Kronik psikolojik stres, ciltte inflamasyonu artırır ve bağışıklık sistemini baskılar. Bu nedenle akne, egzama ya da psoriasis gibi inflammatuar cilt hastalıkları da yoğun stres döneminde alevlenme gösterir. Bir kez bulaştıktan sonra vücutta kalan ve pusuda bekleyen uçuk (herpes simplex) ve zona (herpes zoster) gibi hastalıklar da uzun dönemli stresin bağışıklığı baskılaması nedeniyle aktifleşmek için uygun ortama kavuşurlar.
Kötü beslenme alışkanlığı
Burada da “Güzellik içten gelir” tabirini hatırlayabiliriz. Gerçekten de sağlıkla ışıldayan bir cilt için almamız gereken vitaminler, mineraller, proteinler, serbest yağ asitleri ve antioksidanların beslenme düzenimizde yer alması oldukça önemli. Diğer yandan şeker, karbonhidrat ve işlenmiş gıdaların aşırı tüketimi, hem inflamasyonu artırdığı hem ileri glikasyon son ürünlerinin (AGE) oluşumuna yol açtığı hem de serbest radikal oluşumunun tetiklenmesiyle oksidatif stresi artırdığı için cilt sağlığını tehlikeye atıyor.
Çoğunlukla cilt sorunları yaşayan kişilerde düşük çinko ve yüksek bakır seviyelerine rastlanıyor. Fazla bakır, vücutta dopamin hormonunun epinefrin ve adrenaline dönüştürülmesini artırıyor ve artan adrenalin de yine kortizol üretimini tetikleyip yukarıda anlattığımız gibi inflamasyona yol açıyor.

## İş emri 1
Cilt sağlığı metnine göre cilt sorunları yaşayan kişilerde çoğunlukla hangi çinko ve bakır seviyelerine rastlanıyor?
## İş emri 2
Cilt sağlığı metninde, sağlıkla ışıldayan bir cilt için beslenme düzeninde yer alması gerektiği belirtilen besin öğelerinin tamamını sıralayın.
## İş emri 3
Cilt sağlığı metninden "Kronik psikolojik stres, ciltte" ile başlayıp "uygun ortama kavuşurlar." ile biten bölümü birebir aktarın.

## Kayıtlı girdiler
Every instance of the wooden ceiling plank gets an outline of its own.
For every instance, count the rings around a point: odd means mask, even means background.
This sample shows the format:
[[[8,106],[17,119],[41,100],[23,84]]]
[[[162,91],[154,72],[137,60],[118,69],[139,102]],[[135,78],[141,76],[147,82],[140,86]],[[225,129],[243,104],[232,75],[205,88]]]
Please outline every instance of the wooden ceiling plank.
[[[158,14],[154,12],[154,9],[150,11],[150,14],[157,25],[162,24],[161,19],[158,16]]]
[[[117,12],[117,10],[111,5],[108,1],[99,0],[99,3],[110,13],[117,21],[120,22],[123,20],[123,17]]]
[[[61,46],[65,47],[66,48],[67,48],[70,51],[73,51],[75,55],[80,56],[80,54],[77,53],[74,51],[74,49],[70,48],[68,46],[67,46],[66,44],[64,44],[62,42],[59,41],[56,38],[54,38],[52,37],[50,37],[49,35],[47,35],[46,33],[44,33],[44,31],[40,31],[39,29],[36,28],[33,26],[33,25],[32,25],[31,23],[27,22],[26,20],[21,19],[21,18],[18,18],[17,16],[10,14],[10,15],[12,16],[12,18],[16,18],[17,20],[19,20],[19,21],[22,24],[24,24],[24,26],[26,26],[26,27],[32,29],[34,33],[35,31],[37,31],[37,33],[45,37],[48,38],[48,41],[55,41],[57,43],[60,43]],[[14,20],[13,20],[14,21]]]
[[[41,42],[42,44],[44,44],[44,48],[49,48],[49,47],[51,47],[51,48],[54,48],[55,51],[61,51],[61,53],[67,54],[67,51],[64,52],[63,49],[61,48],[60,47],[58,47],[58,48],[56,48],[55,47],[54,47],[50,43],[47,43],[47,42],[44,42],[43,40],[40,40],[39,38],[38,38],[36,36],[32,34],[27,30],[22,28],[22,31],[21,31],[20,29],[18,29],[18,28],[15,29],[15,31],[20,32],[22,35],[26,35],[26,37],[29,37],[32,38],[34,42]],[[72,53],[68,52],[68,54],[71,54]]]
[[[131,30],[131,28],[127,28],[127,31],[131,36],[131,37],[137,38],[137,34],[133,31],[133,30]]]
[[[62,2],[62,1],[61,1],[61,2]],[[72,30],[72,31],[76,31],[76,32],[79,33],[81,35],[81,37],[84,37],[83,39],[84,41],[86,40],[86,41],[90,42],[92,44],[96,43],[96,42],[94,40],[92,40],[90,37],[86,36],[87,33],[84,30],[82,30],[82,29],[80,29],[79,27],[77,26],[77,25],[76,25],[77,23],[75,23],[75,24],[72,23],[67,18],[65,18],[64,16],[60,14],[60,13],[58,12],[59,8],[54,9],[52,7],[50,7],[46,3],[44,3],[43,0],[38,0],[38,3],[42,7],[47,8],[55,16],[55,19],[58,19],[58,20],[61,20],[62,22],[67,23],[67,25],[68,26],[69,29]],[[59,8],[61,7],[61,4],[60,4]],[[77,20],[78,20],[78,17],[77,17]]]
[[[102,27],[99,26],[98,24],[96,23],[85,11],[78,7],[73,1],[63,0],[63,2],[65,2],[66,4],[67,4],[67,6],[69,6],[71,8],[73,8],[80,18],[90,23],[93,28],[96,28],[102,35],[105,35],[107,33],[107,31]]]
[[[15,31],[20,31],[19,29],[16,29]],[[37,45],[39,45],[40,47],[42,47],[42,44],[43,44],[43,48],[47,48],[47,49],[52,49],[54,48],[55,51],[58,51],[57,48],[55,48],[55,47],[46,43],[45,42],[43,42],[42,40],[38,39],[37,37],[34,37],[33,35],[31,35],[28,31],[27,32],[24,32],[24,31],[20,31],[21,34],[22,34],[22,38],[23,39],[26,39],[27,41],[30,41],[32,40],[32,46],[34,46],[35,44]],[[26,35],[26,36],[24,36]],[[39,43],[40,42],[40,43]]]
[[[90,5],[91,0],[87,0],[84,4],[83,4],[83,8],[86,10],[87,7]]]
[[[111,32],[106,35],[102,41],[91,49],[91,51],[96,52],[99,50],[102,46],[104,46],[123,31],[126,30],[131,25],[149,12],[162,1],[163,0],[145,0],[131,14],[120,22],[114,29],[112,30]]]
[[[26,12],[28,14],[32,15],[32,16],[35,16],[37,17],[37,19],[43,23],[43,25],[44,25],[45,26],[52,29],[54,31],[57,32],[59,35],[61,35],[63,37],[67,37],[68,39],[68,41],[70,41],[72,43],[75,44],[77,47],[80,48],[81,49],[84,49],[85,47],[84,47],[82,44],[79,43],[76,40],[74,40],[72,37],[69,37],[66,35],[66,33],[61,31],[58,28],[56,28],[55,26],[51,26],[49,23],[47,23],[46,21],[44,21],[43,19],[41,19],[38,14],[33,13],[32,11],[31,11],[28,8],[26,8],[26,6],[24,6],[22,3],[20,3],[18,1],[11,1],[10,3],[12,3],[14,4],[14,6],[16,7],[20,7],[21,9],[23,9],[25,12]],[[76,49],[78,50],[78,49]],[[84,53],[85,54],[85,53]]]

## Yanıt alanı 1
Düşük çinko ve yüksek bakır seviyelerine rastlanıyor.

## Yanıt alanı 2
- Vitaminler
- Mineraller
- Proteinler
- Serbest yağ asitleri
- Antioksidanlar

## Yanıt alanı 3
Kronik psikolojik stres, ciltte inflamasyonu artırır ve bağışıklık sistemini baskılar. Bu nedenle akne, egzama ya da psoriasis gibi inflammatuar cilt hastalıkları da yoğun stres döneminde alevlenme gösterir. Bir kez bulaştıktan sonra vücutta kalan ve pusuda bekleyen uçuk (herpes simplex) ve zona (herpes zoster) gibi hastalıklar da uzun dönemli stresin bağışıklığı baskılaması nedeniyle aktifleşmek için uygun ortama kavuşurlar.